§ QUOTED TEXT
---+---

Tuesday, November 9, 2021

A bit on socials

A few weeks ago, my football team played a game that was so unbelievably bad, that I immediately swore off football for the foreseeable. I sat down and muttered "right, I'm done" and logged into twitter. I unfollowed the team, the players I was following, the accounts that I liked who talked football, everything. I'd had it. After that, the team had another game the following Friday. I was on holiday at the time (in Scotland - very nice it was too), and thought to myself that if I log in and see this game unfold, on literally the first day of this 3 day break, I'll be bloody miserable. It'll make me angry, sad, and it'll fuck up my holiday. So, with all my might, I stayed off twitter. After the match, and then the holiday, I just kept it up - I didn't want to know the score, or how badly the game went, even when I was back home. Once I'd done a day or so of staying off it, it was easy to just keep off it. So I did.

---+---

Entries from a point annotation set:
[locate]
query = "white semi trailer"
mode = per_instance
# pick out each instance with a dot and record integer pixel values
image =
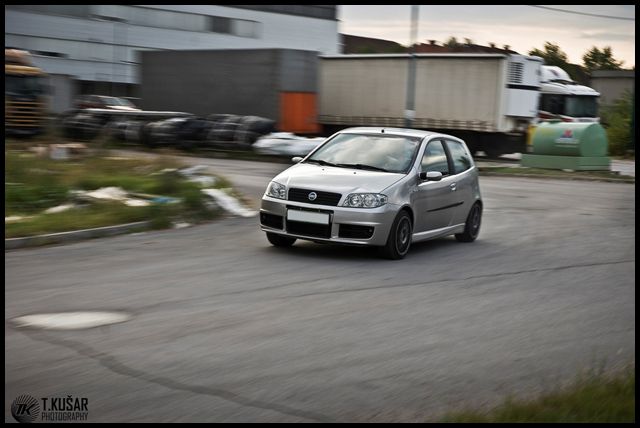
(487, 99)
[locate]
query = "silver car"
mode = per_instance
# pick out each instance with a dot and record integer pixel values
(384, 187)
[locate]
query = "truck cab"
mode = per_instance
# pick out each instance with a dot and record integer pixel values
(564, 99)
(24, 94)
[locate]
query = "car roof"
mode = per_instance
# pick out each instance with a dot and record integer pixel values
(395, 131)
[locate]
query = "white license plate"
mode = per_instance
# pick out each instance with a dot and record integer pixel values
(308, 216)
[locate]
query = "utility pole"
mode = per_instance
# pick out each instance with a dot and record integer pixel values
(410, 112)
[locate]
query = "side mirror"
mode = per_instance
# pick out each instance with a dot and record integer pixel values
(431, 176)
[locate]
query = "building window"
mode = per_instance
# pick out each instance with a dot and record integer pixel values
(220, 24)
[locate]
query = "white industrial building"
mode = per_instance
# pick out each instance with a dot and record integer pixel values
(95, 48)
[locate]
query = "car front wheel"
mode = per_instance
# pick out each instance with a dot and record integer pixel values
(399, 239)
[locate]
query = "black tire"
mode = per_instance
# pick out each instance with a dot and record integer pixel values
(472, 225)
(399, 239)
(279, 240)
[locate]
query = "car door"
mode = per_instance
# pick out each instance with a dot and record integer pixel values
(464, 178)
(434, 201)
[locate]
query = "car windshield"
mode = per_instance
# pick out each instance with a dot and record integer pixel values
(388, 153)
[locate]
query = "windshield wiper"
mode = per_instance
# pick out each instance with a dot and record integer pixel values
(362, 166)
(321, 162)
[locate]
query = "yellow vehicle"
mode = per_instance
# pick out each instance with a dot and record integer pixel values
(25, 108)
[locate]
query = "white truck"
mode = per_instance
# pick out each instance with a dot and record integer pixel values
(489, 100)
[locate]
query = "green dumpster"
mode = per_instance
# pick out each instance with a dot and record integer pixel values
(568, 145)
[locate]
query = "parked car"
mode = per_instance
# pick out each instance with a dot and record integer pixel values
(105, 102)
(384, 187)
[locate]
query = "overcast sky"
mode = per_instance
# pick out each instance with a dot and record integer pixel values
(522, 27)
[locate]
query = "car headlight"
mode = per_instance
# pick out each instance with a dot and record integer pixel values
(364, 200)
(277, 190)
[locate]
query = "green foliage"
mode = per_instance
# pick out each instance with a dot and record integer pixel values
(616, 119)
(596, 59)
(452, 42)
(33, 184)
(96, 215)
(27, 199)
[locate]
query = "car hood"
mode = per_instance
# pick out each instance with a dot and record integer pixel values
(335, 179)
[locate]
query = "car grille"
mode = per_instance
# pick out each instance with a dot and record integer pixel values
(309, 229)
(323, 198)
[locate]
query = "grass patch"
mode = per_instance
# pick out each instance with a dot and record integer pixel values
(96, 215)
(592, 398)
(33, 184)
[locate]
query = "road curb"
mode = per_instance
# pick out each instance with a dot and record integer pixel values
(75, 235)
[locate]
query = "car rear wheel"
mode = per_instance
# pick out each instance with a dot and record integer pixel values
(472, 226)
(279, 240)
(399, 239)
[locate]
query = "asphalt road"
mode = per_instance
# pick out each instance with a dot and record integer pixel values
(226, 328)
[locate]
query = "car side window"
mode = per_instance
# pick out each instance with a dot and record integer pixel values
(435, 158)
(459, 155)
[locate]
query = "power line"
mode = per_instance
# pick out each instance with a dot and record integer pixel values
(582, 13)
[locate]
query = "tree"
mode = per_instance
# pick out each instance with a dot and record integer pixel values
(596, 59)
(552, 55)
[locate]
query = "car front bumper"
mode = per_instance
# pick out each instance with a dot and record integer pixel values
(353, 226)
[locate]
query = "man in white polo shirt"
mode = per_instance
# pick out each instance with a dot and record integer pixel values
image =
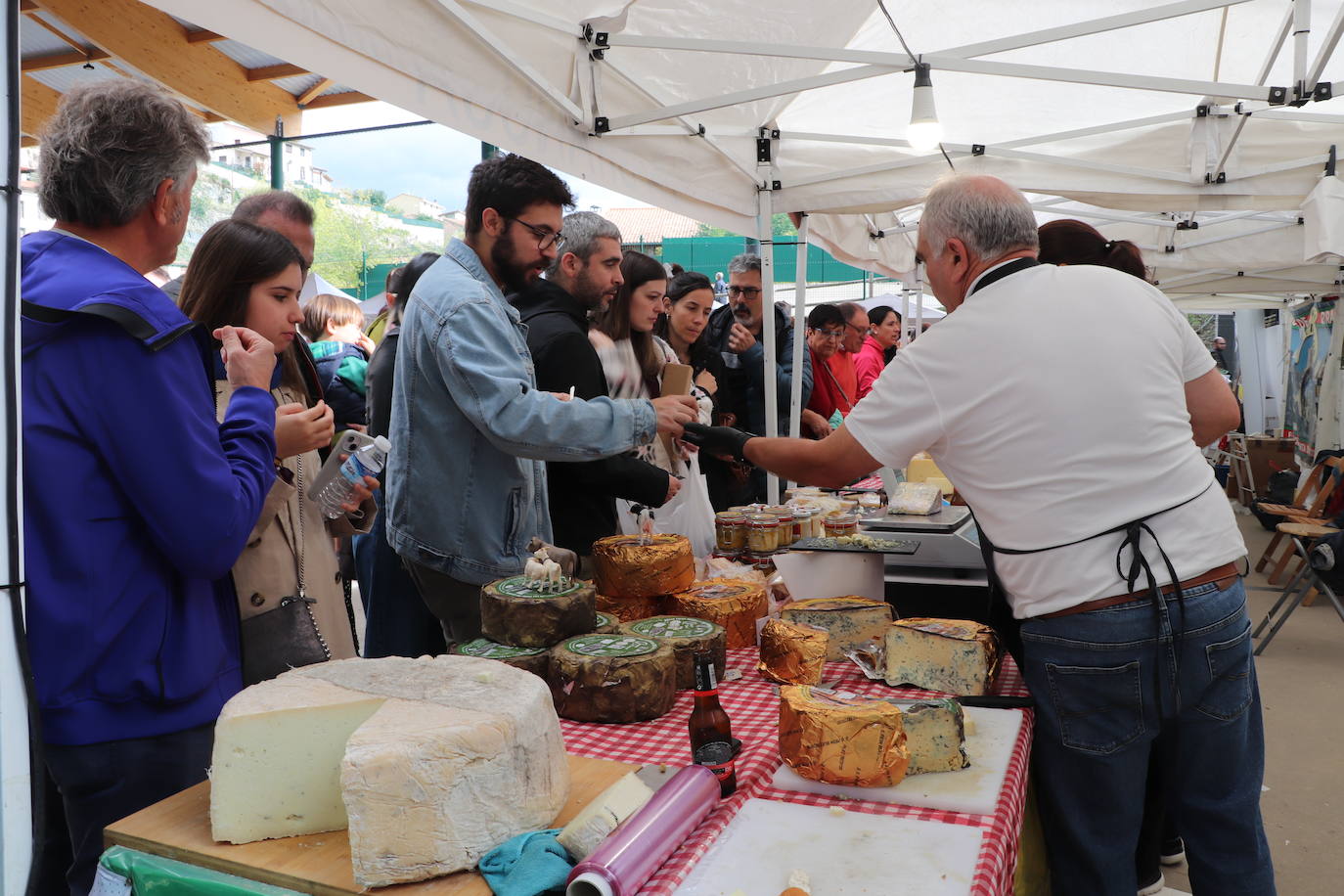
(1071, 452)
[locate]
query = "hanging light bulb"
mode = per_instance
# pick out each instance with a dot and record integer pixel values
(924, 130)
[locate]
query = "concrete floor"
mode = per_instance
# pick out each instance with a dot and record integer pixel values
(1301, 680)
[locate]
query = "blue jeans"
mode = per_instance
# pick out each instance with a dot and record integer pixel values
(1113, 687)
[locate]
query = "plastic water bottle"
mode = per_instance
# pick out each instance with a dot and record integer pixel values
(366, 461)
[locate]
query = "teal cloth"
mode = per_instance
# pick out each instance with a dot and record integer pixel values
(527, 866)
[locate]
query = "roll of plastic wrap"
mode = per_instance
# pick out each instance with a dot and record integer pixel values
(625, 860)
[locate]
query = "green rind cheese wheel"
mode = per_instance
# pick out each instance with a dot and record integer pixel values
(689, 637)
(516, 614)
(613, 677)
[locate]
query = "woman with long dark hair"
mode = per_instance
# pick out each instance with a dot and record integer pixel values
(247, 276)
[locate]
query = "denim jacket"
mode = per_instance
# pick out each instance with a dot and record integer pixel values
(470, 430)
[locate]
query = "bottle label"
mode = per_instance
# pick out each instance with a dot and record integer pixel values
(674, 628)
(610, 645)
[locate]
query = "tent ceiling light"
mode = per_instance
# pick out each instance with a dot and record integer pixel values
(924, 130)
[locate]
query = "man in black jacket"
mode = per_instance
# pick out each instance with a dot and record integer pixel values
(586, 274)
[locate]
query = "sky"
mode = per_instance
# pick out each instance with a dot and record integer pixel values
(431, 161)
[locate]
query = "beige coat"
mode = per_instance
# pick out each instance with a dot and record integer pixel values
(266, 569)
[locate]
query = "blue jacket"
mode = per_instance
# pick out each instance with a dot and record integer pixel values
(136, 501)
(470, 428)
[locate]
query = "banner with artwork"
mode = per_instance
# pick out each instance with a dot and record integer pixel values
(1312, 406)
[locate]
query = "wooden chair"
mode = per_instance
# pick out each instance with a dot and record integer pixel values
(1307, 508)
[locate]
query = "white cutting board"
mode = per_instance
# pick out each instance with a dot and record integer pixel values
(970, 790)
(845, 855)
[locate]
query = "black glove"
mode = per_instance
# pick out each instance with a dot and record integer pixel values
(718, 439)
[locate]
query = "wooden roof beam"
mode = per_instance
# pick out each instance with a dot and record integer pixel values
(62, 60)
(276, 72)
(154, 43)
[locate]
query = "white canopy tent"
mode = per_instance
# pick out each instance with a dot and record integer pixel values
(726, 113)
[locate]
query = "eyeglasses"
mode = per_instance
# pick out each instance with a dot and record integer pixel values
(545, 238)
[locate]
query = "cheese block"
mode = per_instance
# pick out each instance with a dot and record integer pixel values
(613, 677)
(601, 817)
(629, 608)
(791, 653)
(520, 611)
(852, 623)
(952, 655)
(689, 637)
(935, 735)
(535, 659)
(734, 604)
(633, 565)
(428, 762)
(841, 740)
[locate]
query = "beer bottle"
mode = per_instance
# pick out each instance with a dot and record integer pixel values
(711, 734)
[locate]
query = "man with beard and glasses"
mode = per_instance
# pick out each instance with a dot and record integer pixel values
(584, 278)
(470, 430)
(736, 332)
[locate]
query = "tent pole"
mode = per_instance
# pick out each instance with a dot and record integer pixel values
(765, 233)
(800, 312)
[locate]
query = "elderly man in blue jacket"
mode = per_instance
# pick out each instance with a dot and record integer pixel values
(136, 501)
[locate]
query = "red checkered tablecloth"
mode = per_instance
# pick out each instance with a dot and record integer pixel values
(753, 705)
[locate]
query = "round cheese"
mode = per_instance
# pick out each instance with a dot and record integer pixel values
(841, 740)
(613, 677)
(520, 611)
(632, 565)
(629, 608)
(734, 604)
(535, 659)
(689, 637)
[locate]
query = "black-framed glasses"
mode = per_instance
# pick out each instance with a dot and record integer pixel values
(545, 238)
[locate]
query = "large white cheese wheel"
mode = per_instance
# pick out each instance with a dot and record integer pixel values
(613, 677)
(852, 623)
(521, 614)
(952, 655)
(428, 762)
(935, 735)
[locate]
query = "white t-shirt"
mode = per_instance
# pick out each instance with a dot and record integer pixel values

---+---

§ EXERCISES TO COMPLETE
1 - In the blog post, rewrite the paragraph that begins "A few weeks ago, my football team" as a short list, keeping its main facts.
2 - Go on with the blog post from the point where it stops.
The data isn't needed for any of this.

§ TASK RESPONSES
1 -
- After an unbelievably bad game by my football team, I swore off football and unfollowed the team, its players and every football account I liked on twitter.
- The team played again the following Friday, on the first day of my 3-day holiday in Scotland.
- Knowing that watching it unfold would make me angry and sad and ruin the holiday, I stayed off twitter.
- After the match and the holiday, I kept avoiding it because I didn't want to know the score, even back home.
- Once I'd stayed off for a day or so, keeping off was easy, so I did.

2 -
I'd logged off and not come back in for like 2 weeks - only occasionally popping in for some band related admin to do, but not sticking around. I didn't post, didn't look at the trending topics, nothing. And it felt good. Really, really good. I mean, I'm not naive - I know part of my job as a musician now (sadly) revolves around cesspits like twitter, and trying to get the best out of it, but for that brief period, it just felt nice. No screencaps of the Jeremy Vine show talking about whatever he and his cabal of gammon faced lunatics whinge on about day to day, no Daily Mail headlines, no snarky bullshit from dead-behind-the-eyes irony accounts, no nothing. I missed so many culture war flashpoints that when I logged back in, I couldn't believe people were seriously mad at fucking Big Bird, or a bridge, or whatever it was that had people frothing at the mouth. What a load of bollocks.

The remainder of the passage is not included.